╭─ EXTRAIT CHOISI
Hier soir, j'ai eu à causer de mon boulot pour les éditions La Cafetière, petite maison chez qui j'ai fait deux albums en mon temps et chez laquelle une actu est à venir, mais j'en parlerai en temps utile.
Le bouquin dont il a été notamment question était La Dernière Cigarette, dessiné par Marc Botta et sorti en 2004, un drame historique situé entre le milieu de la Seconde Guerre Mondiale et les procès des criminels de guerre.
En en causant, je me suis avisé d'un truc. Cet album correspond au moment où je me suis avisé de tics d'écriture et d'un besoin d'y remédier.
Ceux qui l'ont lu, et ont lu Alcheringa, dessiné par Fred Grivaud et publié chez le même éditeur, auront peut-être noté que la narration est, dans les deux cas, appuyée sur des pavés de texte à la première personne. Le protagoniste se raconte. La plupart de mes scénarios datant de la fin des années 90 (j'ai dû commencer à travailler sur les premières versions de la Cigarette entre 98 et 99) usaient et abusaient de cette technique. L'essentiel de ce que j'ai produit à l'époque est resté inédit, probablement pour de bonnes raisons.
Ce qui signifie que je travaillais en parallèle, à un moment, sur la Cigarette et Central Zéro. Ce dernier album, très différent (il s'agit d'une histoire de science-fiction) a connu une version du scénario qui était elle aussi à la première personne. J'étais en fait, à l'époque, sous l'influence d'auteurs comme Frank Miller ou John Ostrander qui utilisaient énormément cet artifice (et Miller l'avait poussé dans ses retranchements à l'occasion de Batman : Year One et d'Elektra : Assassin, qui sont des véritables leçons dans ce domaine). Comme tout auteur débutant, je me reposais sur les recettes éprouvées de mes idoles.
╰─
╭─ DONNÉES DE TRAVAIL
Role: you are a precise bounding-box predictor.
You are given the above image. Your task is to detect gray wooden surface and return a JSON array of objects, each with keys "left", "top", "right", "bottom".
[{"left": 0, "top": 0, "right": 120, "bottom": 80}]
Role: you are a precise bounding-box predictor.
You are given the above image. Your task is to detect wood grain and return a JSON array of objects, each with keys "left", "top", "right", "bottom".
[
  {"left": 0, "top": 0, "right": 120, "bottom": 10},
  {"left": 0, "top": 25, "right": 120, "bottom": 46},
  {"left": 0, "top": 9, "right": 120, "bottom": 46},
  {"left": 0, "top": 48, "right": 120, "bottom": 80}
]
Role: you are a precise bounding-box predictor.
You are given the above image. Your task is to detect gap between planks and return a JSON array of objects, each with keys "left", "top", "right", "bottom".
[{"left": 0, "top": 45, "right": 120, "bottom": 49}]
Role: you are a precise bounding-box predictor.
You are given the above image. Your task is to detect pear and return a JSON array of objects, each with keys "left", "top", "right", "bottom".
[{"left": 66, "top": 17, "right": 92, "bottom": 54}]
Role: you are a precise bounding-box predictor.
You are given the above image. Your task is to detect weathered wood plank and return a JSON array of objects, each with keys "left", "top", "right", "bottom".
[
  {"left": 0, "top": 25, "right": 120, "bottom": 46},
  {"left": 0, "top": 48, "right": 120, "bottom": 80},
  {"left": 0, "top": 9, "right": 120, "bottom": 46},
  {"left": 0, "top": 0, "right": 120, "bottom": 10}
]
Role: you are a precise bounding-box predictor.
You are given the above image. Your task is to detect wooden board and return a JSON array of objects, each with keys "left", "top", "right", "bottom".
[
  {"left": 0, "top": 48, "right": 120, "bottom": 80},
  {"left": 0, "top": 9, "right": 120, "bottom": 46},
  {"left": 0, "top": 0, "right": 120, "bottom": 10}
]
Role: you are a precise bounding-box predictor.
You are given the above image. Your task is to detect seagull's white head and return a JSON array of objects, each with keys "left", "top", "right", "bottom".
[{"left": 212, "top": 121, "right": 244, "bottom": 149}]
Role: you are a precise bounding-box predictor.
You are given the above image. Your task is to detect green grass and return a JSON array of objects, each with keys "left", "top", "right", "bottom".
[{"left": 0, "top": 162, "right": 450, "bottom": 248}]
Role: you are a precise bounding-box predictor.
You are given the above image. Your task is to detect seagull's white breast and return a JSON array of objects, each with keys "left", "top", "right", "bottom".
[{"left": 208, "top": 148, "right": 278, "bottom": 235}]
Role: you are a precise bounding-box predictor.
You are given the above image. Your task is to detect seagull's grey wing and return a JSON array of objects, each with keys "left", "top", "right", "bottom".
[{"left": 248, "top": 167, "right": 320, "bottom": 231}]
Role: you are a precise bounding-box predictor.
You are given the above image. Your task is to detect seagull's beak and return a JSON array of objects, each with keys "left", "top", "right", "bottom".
╰─
▶ [CONSIGNES]
• A. Relevez tous les noms de personnes cités dans l'extrait sur l'écriture de scénarios de bande dessinée.
• B. Sélectionnez chaque ligne des enregistrements qui contient la chaîne "above", en tenant compte de la casse.
L'extrait et les enregistrements sont indépendants l'un de l'autre.

▶ [RÉPONSES]
• A. Marc Botta, Fred Grivaud, Frank Miller, John Ostrander

• B.
You are given the above image. Your task is to detect gray wooden surface and return a JSON array of objects, each with keys "left", "top", "right", "bottom".
You are given the above image. Your task is to detect wood grain and return a JSON array of objects, each with keys "left", "top", "right", "bottom".
You are given the above image. Your task is to detect gap between planks and return a JSON array of objects, each with keys "left", "top", "right", "bottom".
You are given the above image. Your task is to detect pear and return a JSON array of objects, each with keys "left", "top", "right", "bottom".
You are given the above image. Your task is to detect weathered wood plank and return a JSON array of objects, each with keys "left", "top", "right", "bottom".
You are given the above image. Your task is to detect wooden board and return a JSON array of objects, each with keys "left", "top", "right", "bottom".
You are given the above image. Your task is to detect seagull's white head and return a JSON array of objects, each with keys "left", "top", "right", "bottom".
You are given the above image. Your task is to detect green grass and return a JSON array of objects, each with keys "left", "top", "right", "bottom".
You are given the above image. Your task is to detect seagull's white breast and return a JSON array of objects, each with keys "left", "top", "right", "bottom".
You are given the above image. Your task is to detect seagull's grey wing and return a JSON array of objects, each with keys "left", "top", "right", "bottom".
You are given the above image. Your task is to detect seagull's beak and return a JSON array of objects, each with keys "left", "top", "right", "bottom".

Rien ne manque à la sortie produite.